Exercise text:
▼▼▼

Save it and give it a chance to grow. Remember this is NBC.
well, if it slips any further, they will definitely cut the order from 22 to some more manageable number. If it stays at 1.7-1.8 they will probably cut the order anyway. If it can get to the 1.9-2.1 zone, it’s a surefire for the rest of the season. If it gets above a 2.1 (which will basically be a miracle) it has a shot at a second season.
That’s my prediction. I expect it to show some growth further along, but not enough to justify a second season.
NBC’s next big innovation:
Jimmy Fallon at 9 p.m., 5 nights!
I hope they take a chance on it. It really is the best new show of the year, and getting better all the time.
I am honestly shocked that people prefer Mercy to Trauma,I’m also shocked people think Mercy is good… I’ll be honest i had interest in neither when they first previewed, and was still feeling kind of blah after the pilots, but i warmed up to Trauma after the first episode…i’m really going to miss it, i think it’s a solid show, good actors, characters etc…but i get NBC cancelling it b/c it’s expensive.
I keep watching Mercy to see what everyone else’s fascination is with it, and i just don’t get it…i really don’t…i still feel the acting and story lines are horrible.

▲▲▲

Given records:
▼▼▼

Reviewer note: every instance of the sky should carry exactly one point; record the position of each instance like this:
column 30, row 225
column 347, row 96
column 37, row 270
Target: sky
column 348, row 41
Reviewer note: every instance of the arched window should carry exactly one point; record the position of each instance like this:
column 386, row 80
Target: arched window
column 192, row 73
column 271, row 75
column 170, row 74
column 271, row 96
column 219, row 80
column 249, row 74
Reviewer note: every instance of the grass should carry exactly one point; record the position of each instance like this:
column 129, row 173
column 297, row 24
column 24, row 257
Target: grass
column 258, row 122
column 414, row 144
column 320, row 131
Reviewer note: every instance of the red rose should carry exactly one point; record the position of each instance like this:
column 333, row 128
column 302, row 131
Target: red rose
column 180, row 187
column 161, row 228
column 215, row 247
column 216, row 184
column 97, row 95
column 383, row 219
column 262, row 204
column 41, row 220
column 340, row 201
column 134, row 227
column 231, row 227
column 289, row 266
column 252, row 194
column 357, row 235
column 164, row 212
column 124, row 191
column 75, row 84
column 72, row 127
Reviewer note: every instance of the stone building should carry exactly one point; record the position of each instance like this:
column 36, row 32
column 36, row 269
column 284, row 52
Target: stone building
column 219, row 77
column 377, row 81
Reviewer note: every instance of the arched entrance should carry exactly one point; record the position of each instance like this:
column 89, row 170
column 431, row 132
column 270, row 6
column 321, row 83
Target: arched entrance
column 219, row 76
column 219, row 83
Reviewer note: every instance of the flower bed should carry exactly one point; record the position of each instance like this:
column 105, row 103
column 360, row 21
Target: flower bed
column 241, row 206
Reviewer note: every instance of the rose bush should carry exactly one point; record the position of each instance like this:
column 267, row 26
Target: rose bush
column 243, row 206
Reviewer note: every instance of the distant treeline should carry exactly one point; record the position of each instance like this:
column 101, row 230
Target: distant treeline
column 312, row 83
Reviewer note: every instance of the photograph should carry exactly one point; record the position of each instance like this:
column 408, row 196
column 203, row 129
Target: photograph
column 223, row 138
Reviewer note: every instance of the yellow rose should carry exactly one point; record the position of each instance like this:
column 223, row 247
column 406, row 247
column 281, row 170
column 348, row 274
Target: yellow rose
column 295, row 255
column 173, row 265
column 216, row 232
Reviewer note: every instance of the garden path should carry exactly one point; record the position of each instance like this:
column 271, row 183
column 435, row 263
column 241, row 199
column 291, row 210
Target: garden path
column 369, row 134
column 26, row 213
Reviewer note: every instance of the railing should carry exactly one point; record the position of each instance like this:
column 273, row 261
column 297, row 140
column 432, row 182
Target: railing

▲▲▲

How would the reader comments on NBC's Trauma and Mercy go on? Continue them from the last comment shown.

Most of the complaints i see about Trauma are it not being real/accurate from EMT or allied fields, but for me as medical professional i’m looking for entertainment, not a repeat of my work day, and i really feel Trauma is the better show.
on another train of thought, NBC keeps killing good shows, it’s been a trend for years now…honestly the only thing i go to NBC for now, is Trauma, L&O + SVU. I will watch Hero’s while i’m waiting for Trauma to start…but it’s more like the TV is on than me actively participating…they lost me after the 1st season…
Doubt it’ll get a 2nd season unless it starts trending back upwards. Or unless DirecTV underwrites the cost. But I don’t think the camera shakes enough for DirecTV to do that.
Speaking of things in trouble, I’m told “Lie to Me” is hanging by a thread (to use a Bill axiom). Anyone out there who likes the show and is measured by A.C. Nielsen in any way, shape or form, you might want to make sure your viewership is counted tonight. Wink, wink, nudge, nudge. Besides, it’s a very special episode about the best holiday in the world. Which reminds me, don’t go shopping at Wal-Mart next Friday…
DUMP LENO, Mercy is terrible,Dump Mercy and put it outof our misery.
Mercy has a full year but thats only because, NBC wouldnt axe their only 2 new dramas, especially after cancelling Southland. My bet is Mercy will go the way of Knight Rider. It sucks because ER is gone and NBC needs a medical series, so that gives them a reason to keep it around, yet the series is plummeting and will only get worse when Idol arrives. Looks like NBC has another repeat of last season. The only difference is now they have Leno.
Mercy’s dead. I cannot imagine NBC picking this up for a second season. Besides that I want Michelle on GG! I want Mercy to die ASAP!
Cancel it and bring back American Gladiators!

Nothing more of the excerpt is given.